TASK STATEMENT = Report the tally of lines featuring the word "bald" in the entries below, without anything else.

Stored data:
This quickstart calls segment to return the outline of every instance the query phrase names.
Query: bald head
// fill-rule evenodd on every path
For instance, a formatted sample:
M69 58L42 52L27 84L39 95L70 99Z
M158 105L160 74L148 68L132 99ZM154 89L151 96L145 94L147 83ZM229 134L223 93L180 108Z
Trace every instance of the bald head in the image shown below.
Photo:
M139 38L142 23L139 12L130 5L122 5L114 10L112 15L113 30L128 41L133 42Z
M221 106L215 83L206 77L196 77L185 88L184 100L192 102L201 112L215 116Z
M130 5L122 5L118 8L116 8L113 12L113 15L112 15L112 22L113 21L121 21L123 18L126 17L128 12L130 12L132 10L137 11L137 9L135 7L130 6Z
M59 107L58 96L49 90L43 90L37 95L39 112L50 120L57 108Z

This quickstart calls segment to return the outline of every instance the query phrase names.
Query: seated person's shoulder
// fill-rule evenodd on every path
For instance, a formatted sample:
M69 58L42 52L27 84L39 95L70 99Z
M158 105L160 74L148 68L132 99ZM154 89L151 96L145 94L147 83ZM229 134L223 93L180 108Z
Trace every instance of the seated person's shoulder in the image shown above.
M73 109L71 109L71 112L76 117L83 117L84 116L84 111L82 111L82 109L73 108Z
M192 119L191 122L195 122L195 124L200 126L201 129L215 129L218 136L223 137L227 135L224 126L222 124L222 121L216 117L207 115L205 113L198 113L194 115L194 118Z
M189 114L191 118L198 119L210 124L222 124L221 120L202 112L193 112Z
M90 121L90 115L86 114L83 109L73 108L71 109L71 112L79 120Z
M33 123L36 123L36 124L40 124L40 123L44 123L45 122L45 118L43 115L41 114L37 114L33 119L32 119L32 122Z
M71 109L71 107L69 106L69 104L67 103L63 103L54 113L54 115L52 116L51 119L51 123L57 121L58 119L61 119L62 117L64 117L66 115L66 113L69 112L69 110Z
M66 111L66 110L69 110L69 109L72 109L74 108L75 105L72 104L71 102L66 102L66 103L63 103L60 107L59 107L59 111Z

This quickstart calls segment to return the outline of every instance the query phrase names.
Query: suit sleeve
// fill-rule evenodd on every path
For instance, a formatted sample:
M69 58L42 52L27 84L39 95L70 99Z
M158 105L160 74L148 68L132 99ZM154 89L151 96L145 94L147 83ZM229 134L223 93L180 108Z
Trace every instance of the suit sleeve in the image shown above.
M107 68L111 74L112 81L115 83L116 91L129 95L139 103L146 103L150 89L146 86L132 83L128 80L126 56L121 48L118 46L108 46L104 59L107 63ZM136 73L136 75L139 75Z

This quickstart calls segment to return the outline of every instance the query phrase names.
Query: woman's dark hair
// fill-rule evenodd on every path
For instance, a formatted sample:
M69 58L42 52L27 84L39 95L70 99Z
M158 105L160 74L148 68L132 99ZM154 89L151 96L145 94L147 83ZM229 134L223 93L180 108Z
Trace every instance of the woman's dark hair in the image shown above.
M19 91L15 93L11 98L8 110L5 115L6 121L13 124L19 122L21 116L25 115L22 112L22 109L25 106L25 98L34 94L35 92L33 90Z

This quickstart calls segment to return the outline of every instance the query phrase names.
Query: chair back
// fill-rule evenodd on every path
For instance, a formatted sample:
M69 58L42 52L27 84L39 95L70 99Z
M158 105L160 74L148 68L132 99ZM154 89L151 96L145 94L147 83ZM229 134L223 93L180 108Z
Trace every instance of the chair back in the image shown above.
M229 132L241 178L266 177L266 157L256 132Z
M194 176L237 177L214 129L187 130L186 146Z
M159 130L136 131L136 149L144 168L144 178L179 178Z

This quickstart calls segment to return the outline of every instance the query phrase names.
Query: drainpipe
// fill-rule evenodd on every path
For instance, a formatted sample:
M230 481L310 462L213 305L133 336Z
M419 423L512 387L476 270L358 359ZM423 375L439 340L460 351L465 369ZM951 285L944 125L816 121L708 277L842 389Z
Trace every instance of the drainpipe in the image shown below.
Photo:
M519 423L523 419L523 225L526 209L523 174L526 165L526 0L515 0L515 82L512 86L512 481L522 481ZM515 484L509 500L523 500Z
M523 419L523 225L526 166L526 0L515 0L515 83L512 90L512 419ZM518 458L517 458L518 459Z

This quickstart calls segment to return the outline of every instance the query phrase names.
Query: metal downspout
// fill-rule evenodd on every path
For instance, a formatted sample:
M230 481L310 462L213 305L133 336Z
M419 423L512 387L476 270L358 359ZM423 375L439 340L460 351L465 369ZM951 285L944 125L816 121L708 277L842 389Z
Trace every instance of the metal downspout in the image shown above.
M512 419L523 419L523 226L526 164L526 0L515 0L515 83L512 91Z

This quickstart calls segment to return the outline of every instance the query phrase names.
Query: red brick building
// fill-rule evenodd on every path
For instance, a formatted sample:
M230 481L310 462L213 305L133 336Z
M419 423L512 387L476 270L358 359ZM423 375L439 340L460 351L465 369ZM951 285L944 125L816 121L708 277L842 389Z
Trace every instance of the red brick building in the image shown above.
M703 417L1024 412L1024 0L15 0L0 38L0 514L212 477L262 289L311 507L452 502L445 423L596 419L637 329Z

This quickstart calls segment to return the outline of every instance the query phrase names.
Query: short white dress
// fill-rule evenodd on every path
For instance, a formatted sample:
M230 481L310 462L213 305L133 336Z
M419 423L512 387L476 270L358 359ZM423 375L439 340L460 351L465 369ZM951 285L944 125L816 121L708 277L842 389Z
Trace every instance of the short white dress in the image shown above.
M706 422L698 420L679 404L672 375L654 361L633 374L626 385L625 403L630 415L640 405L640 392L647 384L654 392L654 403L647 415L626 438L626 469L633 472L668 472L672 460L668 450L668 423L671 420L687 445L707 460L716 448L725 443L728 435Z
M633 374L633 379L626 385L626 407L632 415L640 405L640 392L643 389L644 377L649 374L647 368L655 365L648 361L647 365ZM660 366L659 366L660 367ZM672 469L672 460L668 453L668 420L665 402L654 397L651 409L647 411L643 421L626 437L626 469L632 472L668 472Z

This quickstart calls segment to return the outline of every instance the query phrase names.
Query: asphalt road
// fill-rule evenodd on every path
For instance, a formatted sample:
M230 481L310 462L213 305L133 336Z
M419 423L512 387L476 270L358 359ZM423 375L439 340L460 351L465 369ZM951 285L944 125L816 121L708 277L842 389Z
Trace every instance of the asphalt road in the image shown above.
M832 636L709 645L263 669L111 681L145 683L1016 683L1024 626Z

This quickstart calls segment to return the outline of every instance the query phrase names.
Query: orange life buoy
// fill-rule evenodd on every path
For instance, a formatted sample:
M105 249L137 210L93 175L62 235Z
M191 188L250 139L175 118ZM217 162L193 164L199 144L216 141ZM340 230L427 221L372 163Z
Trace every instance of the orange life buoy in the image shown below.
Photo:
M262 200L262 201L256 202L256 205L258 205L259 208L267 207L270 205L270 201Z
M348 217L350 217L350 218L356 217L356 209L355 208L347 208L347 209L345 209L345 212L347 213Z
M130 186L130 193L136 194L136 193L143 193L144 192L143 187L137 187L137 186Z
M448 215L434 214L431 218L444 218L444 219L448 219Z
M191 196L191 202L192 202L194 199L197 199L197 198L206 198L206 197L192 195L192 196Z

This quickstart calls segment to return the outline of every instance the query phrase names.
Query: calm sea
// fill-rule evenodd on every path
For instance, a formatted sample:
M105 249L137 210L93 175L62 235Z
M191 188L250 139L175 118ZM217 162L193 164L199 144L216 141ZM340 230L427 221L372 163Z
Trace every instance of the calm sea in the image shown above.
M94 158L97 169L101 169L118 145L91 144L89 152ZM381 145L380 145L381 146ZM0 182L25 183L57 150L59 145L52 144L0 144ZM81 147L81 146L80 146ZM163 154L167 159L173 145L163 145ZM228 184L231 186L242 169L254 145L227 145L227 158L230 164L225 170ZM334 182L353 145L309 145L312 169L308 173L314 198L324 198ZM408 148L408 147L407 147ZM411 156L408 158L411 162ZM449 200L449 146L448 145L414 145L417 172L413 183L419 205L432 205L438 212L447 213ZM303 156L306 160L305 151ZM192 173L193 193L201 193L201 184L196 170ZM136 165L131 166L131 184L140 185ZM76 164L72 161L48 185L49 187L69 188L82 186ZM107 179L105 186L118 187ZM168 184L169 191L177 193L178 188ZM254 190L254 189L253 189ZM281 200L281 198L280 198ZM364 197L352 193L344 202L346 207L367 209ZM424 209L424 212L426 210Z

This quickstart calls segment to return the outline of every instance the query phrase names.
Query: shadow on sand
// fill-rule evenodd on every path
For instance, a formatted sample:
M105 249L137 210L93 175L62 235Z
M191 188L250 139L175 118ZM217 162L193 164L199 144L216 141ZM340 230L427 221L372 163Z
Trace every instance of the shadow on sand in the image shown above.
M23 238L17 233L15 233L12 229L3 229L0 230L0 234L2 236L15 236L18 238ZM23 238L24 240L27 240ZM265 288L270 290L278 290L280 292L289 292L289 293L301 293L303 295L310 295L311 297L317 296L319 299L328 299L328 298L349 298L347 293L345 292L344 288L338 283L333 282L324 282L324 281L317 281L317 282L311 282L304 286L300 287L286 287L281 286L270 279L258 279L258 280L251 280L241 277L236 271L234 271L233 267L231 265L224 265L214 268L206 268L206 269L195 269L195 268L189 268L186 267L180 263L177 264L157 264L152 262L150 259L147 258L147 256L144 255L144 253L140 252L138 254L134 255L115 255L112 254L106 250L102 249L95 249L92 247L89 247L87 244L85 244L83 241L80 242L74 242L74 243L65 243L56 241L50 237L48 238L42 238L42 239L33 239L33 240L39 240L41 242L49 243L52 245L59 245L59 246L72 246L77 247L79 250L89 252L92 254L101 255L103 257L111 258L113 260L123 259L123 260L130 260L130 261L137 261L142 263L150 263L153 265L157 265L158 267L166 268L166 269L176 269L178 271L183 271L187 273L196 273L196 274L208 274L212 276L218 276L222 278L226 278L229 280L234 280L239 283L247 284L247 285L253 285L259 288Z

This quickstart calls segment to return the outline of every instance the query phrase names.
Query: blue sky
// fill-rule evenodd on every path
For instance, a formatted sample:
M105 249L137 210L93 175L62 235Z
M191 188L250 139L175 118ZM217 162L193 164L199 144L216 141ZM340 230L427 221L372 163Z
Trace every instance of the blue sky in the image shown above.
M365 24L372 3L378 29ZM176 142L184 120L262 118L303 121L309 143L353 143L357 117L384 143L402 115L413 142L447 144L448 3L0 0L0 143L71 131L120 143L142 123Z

OUTPUT FOR THIS EXERCISE = 2